— DATA SUPPLIED —
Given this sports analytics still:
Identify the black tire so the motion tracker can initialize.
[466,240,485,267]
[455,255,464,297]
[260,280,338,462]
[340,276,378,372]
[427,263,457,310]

— PROBLEM REQUIREMENTS —
Arrange all of the data above as a two-column CSV with the header input,output, one row per item: its text in input and its answer in output. Put each value in a single quoted field, with line breaks replaced by spaces.

— WRITTEN ANSWER —
input,output
"Given this sports analytics still: Identify the black tire so the motion tracker can initialize.","[466,240,485,267] [455,255,464,297] [260,280,338,462] [340,276,378,372] [427,263,457,310]"